■ Data section ■
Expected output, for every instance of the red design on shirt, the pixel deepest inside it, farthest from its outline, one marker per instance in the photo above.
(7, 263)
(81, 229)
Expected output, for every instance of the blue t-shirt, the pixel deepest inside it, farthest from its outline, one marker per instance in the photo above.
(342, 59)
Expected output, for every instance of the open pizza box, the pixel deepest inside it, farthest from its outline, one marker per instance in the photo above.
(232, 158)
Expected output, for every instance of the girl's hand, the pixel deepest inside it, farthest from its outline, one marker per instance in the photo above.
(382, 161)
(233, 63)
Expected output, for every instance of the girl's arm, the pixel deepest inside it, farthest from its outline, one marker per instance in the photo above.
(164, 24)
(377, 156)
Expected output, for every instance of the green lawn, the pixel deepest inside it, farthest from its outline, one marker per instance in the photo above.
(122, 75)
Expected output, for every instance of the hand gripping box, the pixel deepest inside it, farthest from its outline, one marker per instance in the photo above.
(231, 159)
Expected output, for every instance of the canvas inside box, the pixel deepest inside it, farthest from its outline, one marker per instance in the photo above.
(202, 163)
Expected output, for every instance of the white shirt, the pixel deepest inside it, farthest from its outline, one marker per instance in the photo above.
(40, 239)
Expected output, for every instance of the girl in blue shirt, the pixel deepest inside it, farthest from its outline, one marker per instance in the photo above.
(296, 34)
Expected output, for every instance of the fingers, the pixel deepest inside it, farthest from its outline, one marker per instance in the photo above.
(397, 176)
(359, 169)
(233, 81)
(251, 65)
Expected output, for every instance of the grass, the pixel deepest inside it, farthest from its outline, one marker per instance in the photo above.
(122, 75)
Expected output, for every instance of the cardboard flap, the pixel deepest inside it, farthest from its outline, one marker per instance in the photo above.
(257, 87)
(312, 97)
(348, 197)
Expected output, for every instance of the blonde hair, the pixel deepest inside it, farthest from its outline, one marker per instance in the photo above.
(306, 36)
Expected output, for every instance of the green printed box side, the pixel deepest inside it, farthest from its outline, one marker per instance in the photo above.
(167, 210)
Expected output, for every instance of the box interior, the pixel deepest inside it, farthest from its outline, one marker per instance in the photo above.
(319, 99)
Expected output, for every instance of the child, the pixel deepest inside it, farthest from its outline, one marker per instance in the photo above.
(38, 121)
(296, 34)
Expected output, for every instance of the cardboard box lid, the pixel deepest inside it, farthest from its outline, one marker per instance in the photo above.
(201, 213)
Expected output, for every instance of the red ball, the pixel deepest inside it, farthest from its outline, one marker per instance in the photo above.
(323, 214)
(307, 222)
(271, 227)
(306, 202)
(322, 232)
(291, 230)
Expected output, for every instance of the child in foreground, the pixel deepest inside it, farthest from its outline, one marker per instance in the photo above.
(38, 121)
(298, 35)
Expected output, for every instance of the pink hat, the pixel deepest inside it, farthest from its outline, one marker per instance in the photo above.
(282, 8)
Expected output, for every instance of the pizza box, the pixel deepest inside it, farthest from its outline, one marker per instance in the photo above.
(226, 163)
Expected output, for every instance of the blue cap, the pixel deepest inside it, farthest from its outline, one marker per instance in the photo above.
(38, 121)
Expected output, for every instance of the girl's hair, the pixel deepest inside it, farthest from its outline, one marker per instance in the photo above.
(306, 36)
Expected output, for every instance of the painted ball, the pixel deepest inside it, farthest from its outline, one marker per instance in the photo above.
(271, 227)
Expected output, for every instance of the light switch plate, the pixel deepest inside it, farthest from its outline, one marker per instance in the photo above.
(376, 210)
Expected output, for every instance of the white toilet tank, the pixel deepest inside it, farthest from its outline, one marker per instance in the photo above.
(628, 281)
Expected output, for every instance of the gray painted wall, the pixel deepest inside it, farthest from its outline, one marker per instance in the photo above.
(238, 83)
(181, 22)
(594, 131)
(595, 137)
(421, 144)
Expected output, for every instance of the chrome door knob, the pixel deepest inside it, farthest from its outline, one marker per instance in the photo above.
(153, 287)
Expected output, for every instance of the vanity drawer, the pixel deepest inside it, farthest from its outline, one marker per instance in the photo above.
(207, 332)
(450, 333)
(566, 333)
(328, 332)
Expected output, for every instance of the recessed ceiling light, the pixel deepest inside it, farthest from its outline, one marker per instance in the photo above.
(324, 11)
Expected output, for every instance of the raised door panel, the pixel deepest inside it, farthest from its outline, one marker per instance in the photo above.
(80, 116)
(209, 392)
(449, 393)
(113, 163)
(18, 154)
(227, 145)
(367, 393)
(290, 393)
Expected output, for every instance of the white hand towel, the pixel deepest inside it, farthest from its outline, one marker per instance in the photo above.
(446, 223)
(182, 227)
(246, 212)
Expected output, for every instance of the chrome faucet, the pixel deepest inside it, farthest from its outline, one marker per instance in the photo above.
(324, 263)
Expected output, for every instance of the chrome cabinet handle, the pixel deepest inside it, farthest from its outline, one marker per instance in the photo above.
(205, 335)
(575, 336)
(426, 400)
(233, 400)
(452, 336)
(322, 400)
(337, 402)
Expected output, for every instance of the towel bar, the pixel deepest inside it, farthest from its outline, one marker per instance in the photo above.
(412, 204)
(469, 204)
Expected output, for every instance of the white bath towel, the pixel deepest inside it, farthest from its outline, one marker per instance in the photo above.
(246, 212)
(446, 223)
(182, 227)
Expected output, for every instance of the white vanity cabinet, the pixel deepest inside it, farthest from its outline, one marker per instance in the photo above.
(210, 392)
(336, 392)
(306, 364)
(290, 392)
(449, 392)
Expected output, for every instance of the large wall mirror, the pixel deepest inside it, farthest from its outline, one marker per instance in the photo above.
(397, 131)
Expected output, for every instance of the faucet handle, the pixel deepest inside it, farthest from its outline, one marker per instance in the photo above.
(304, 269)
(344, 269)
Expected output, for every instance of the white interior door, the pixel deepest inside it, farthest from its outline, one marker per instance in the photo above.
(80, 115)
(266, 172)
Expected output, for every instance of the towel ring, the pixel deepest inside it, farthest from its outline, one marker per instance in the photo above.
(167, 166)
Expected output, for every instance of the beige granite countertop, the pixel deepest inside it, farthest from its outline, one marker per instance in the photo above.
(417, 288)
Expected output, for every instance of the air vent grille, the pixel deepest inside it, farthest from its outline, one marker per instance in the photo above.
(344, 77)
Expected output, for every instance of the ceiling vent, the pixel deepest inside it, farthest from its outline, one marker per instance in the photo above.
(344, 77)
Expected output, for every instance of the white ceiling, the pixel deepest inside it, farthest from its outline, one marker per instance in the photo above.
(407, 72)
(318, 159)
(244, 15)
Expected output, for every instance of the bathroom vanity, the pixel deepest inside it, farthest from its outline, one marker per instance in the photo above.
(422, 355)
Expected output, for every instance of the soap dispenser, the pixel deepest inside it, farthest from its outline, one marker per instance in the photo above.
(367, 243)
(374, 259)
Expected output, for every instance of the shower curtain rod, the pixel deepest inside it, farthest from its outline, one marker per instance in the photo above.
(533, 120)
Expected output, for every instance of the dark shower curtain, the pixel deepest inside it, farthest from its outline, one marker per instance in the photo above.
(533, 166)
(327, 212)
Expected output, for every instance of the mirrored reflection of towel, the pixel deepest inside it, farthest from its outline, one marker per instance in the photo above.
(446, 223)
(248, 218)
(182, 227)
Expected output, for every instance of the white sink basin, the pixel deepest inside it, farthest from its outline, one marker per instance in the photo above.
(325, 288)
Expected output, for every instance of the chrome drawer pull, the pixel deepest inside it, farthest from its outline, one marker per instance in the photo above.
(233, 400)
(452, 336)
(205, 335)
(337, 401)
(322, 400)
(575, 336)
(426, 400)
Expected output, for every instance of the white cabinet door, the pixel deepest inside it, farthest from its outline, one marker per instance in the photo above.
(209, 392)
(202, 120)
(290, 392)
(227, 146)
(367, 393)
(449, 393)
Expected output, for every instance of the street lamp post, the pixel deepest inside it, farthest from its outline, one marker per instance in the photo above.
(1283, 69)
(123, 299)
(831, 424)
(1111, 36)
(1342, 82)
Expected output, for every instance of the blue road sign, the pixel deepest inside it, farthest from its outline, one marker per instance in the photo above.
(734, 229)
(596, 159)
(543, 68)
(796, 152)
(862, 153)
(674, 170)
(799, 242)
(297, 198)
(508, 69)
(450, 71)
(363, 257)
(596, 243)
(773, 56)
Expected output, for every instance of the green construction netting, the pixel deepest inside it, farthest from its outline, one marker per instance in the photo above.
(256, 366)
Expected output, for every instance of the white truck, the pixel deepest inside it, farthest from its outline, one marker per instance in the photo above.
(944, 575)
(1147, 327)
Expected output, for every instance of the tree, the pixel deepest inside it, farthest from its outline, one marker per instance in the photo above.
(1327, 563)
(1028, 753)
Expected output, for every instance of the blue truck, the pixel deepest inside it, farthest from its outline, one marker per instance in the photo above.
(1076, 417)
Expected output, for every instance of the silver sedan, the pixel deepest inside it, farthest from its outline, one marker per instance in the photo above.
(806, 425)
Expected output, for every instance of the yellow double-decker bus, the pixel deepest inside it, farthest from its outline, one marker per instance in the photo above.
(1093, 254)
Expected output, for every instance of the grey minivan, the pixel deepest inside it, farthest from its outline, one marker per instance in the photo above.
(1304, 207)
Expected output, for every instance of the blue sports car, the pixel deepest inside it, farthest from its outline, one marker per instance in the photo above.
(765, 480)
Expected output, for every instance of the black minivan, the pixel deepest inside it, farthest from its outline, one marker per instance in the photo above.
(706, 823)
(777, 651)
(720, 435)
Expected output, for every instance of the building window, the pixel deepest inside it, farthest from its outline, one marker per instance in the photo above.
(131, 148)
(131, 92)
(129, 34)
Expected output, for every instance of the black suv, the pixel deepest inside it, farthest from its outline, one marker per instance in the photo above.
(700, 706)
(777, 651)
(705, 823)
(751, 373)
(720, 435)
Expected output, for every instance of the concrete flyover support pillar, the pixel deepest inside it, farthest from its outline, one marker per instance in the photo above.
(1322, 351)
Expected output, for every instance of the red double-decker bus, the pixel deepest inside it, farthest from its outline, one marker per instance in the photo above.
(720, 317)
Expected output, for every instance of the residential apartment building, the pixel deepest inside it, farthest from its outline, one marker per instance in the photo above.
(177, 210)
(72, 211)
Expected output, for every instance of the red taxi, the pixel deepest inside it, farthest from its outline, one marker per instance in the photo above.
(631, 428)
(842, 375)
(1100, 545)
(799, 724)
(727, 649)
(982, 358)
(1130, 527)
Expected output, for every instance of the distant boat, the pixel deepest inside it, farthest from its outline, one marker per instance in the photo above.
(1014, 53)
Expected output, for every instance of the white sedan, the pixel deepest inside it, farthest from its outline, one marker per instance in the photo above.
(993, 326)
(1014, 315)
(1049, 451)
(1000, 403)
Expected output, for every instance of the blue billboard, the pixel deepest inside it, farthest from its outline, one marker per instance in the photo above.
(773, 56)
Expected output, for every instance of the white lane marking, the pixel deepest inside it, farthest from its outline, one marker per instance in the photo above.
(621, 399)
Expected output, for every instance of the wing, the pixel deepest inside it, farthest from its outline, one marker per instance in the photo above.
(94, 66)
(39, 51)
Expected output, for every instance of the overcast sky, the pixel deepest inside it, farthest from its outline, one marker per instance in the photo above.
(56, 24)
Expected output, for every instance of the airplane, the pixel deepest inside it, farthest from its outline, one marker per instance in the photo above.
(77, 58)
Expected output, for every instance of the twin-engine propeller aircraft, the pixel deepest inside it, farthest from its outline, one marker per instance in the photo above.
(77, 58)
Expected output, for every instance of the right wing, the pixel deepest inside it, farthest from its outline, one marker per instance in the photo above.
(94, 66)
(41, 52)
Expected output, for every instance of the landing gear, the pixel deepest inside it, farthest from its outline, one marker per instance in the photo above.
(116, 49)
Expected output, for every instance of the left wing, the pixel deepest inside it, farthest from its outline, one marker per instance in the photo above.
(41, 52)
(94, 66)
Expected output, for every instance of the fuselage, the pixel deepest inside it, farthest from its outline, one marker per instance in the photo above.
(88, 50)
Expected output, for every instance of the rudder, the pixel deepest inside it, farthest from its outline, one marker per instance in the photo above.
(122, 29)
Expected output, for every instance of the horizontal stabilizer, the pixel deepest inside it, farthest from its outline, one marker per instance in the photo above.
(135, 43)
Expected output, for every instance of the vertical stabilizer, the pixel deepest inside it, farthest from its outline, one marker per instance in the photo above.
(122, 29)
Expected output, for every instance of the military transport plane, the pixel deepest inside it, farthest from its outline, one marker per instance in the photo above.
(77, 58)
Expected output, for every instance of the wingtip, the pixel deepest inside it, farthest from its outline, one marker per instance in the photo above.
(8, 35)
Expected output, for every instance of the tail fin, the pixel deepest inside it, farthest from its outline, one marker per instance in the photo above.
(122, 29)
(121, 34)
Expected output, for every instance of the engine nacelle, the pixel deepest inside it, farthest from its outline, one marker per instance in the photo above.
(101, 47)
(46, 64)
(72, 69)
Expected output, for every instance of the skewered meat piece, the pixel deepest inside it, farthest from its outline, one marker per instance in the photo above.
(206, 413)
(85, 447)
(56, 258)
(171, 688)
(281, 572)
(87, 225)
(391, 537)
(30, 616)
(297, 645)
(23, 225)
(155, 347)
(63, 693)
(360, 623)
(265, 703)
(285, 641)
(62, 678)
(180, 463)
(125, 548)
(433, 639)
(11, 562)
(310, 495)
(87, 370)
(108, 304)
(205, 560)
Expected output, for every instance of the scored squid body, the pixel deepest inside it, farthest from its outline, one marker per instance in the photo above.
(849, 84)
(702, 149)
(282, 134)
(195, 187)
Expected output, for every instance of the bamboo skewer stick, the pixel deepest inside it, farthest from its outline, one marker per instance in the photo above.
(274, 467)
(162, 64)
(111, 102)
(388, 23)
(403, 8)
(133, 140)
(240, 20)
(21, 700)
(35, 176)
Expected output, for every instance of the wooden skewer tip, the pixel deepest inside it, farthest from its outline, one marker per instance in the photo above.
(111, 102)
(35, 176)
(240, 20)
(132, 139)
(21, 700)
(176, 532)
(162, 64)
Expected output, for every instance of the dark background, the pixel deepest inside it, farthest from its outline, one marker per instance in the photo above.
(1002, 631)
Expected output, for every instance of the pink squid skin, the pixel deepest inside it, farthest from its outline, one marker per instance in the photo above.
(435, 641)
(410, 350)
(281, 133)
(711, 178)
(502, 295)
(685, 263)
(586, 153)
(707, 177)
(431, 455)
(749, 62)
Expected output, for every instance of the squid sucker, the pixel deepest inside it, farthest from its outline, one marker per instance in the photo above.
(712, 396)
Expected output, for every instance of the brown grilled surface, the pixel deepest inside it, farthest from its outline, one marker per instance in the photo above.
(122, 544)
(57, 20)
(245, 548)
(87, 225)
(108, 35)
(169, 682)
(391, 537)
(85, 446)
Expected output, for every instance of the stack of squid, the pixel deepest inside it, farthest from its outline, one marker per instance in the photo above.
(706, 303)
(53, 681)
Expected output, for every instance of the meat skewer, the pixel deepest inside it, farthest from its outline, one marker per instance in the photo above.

■ Written task ■
Reproduce exactly, with nothing added, the lines from the one that contains "Expected output, for every instance of the wooden" to the end of the data.

■ Answer to the problem ■
Expected output, for every instance of the wooden skewer tip, the pixel deepest inside it, farthest from its outline, one marker per instance in the photo above.
(111, 102)
(35, 176)
(240, 20)
(132, 139)
(21, 700)
(176, 532)
(162, 64)
Expected output, for every instance of the dark background, the pixel deepest inside it, farthest from its outline, one marker per instance in the photo above.
(1002, 631)
Expected output, for every instance of the pink squid skin, the pixel deepest inside it, farthest from its outline, one marker per instance in the photo above.
(435, 641)
(410, 350)
(281, 133)
(711, 178)
(502, 295)
(685, 263)
(586, 153)
(707, 177)
(431, 455)
(749, 62)
Expected output, for every instance of the squid sucker, the pixel deepest inside it, farthest from its outline, one marker per instance in the photo above.
(712, 396)
Expected output, for every instance of the brown grilled surface, the pixel deepest inside it, farthest from its outline, one marker per instance in the photo above.
(122, 544)
(57, 20)
(245, 548)
(87, 225)
(108, 35)
(169, 682)
(391, 537)
(85, 446)
Expected output, for every instance of the stack of squid, the pixel deepest inside it, farthest from its outline, one marker per instance in the photo above.
(706, 303)
(53, 681)
Expected output, for every instance of the meat skewer, the pixel deepest inside it, farthest from its outline, one marker per instance in the photo above.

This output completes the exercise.